◆ Work request
Give back exactly the lines from the one containing "Where can you see the haze" through the end of the records, including both, and no others.
▼▼▼
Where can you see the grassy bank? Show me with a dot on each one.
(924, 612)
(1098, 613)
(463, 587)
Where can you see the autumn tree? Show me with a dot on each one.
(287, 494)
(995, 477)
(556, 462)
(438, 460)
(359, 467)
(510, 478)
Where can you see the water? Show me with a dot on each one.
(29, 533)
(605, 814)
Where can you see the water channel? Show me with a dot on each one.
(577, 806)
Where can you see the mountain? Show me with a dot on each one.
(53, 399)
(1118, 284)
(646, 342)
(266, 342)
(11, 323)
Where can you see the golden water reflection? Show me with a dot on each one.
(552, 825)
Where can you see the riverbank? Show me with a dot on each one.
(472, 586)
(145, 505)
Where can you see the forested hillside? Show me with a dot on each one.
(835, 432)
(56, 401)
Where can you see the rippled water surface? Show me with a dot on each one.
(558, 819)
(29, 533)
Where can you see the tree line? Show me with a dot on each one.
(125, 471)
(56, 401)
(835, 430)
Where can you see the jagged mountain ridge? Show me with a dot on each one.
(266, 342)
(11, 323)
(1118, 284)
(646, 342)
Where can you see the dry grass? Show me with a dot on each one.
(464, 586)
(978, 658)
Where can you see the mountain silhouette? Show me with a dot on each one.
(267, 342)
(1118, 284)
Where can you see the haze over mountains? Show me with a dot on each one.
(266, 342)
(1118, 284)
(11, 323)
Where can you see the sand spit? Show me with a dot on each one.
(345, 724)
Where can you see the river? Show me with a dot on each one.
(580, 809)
▲▲▲
◆ The completed task
Where can you see the haze over mountains? Show me with a dot on each one.
(266, 342)
(1118, 284)
(11, 323)
Where can you see the sand spit? Show me with a dot on each one.
(345, 724)
Where can you see the river? Show me with a dot on each one.
(580, 809)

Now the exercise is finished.